> **Textauszug**:
________________

Mord: Die lange Suche nach dem Angeklagten
Justiz Seit Dezember steht Stefan E. vor Gericht, weil er die Prostituierte Angelika Baron 1993 umgebracht haben soll. Im Laufe der Jahre hatten die Ermittler auch andere Männer überprüft, darunter einen Serienmörder aus Belgien
Die amerikanischen Ermittler meldeten sich 2002 bei ihren Augsburger Kollegen. In den USA suchte man gerade nach einem möglichen Serienmörder von Prostituierten, und es war ein Mann in Verdacht geraten, der von 1991 bis 1994 als Soldat in Augsburg stationiert gewesen war. In Augsburg war 1993 ebenfalls eine Prostituierte umgebracht worden, Angelika Baron, im Alter von 36 Jahren. War der USSoldat ein möglicher Täter?

________________

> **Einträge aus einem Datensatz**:
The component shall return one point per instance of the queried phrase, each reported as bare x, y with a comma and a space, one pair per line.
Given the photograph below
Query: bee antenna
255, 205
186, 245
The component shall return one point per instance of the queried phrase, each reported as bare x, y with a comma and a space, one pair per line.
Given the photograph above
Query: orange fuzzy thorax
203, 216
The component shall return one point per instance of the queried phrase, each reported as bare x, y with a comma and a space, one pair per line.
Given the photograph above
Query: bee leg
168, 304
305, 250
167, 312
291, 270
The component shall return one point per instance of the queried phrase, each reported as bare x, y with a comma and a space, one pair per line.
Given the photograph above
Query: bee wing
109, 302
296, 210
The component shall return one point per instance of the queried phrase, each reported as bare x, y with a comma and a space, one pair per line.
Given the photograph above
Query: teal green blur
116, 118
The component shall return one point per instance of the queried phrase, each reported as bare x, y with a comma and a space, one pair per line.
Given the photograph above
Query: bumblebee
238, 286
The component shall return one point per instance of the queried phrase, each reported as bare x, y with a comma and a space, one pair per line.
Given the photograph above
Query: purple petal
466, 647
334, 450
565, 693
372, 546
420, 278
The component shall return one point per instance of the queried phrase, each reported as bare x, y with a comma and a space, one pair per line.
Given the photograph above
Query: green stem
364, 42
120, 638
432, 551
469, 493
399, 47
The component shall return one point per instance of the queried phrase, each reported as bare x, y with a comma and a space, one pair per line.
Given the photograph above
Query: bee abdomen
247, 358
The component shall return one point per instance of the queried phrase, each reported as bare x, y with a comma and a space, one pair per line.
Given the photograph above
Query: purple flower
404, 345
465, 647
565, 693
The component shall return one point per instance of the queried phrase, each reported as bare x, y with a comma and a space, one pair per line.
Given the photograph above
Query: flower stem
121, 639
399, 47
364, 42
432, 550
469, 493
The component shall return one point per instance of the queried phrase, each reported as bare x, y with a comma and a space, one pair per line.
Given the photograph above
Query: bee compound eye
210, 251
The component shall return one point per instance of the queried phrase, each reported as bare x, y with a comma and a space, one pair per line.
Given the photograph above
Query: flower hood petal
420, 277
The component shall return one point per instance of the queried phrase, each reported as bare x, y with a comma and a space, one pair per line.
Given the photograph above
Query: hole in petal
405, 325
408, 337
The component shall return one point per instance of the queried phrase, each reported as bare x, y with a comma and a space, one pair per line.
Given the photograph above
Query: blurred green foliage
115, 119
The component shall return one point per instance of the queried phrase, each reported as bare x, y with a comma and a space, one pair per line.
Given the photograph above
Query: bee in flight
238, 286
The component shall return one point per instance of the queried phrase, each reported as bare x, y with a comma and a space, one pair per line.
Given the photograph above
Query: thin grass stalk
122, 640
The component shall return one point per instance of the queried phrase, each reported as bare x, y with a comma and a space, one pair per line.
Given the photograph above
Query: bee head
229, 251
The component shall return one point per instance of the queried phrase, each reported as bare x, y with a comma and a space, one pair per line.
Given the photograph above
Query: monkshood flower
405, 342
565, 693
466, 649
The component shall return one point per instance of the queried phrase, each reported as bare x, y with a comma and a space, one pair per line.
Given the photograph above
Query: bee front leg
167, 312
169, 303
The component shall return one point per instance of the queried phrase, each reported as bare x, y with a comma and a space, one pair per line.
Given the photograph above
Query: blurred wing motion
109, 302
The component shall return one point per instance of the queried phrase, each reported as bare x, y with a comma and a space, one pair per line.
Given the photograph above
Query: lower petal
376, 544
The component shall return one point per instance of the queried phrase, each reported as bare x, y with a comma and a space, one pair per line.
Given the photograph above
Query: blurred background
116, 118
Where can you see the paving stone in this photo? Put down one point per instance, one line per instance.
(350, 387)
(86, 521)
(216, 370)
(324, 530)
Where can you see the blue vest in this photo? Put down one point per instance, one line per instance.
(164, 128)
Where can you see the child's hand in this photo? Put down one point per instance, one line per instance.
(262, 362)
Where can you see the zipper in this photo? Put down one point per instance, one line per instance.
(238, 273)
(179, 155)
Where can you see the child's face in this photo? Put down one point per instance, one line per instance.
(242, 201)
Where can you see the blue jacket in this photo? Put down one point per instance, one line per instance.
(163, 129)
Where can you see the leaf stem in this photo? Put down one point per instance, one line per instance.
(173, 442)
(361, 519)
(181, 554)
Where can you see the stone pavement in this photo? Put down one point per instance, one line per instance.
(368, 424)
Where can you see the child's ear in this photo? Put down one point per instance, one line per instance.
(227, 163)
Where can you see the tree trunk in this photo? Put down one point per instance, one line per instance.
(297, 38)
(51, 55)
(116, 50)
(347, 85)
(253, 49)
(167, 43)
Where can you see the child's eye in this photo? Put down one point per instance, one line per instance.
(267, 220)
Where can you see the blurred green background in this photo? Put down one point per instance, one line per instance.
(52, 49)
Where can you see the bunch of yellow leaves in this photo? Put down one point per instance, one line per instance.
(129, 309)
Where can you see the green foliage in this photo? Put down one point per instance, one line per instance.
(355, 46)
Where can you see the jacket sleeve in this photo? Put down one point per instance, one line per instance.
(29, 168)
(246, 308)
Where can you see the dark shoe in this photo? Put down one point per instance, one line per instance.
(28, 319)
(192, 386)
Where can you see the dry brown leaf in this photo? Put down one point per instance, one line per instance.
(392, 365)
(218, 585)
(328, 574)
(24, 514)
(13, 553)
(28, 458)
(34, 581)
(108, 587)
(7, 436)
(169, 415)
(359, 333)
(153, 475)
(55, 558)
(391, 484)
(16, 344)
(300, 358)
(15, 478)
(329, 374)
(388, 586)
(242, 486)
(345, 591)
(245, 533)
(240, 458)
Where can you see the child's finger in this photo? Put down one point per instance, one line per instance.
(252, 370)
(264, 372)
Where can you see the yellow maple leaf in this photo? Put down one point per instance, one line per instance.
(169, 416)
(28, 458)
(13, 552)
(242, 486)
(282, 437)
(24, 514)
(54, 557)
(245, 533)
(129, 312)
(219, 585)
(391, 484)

________________

> **Aufgaben und Übungen**:
1. Nennen Sie alle Jahreszahlen, die im Artikel über den Mordfall Angelika Baron vorkommen, jede nur einmal.
2. Beantworten Sie anhand des Artikels über den Mordfall Angelika Baron die folgenden Fragen:
(a) Seit welchem Monat steht Stefan E. vor Gericht?
(b) Wie alt war Angelika Baron, als sie umgebracht wurde?
(c) In welchem Zeitraum war der verdächtige Soldat in Augsburg stationiert?
3. Führen Sie den Artikel über den Mordfall Angelika Baron im Anschluss an seinen letzten Satz weiter.

> **Erwartete Antworten**:
1. 1991, 1993, 1994, 2002

2.
(a) Seit Dezember.
(b) 36 Jahre.
(c) Von 1991 bis 1994.

3.
Die vage Möglichkeit zerschlug sich schnell, da der Mann für Taten in den USA ein Alibi hatte und damit als möglicher Serienmörder nicht mehr in Betracht kam. Auch in Augsburg ließ man die Sache schließlich ruhen. Den Fall Angelika Baron hingegen nicht, ihn verfolgte die Polizei weiter. Vor der Schwurgerichtskammer des Augsburger Landgerichts sitzt seit Dezember Stefan E. wegen des Mordvorwurfs auf der Anklagebank, 50 Jahre alt, ein ehemaliger Freier der Frau. Bis die Ermittler auf seine Spur kamen, verging fast ein Vierteljahrhundert. Bis dahin waren im Laufe der Jahre immer mal wieder andere Männer zumindest kurz in den Fokus der Polizei gerückt und wurden überprüft, wie nun ein erfahrener Mordermittler als Zeuge vor Gericht schilderte.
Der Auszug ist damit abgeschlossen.